§ **Obiettivo dell'esercizio**
Riscrivi tutte le righe dei record come elenco numerato, tralasciando quelle vuote.

§ **I dati**

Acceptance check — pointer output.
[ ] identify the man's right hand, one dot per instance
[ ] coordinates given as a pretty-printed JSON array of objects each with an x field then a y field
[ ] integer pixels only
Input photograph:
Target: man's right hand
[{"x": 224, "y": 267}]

§ **Soluzione dell'esercizio**
1. Acceptance check — pointer output.
2. [ ] identify the man's right hand, one dot per instance
3. [ ] coordinates given as a pretty-printed JSON array of objects each with an x field then a y field
4. [ ] integer pixels only
5. Input photograph:
6. Target: man's right hand
7. [{"x": 224, "y": 267}]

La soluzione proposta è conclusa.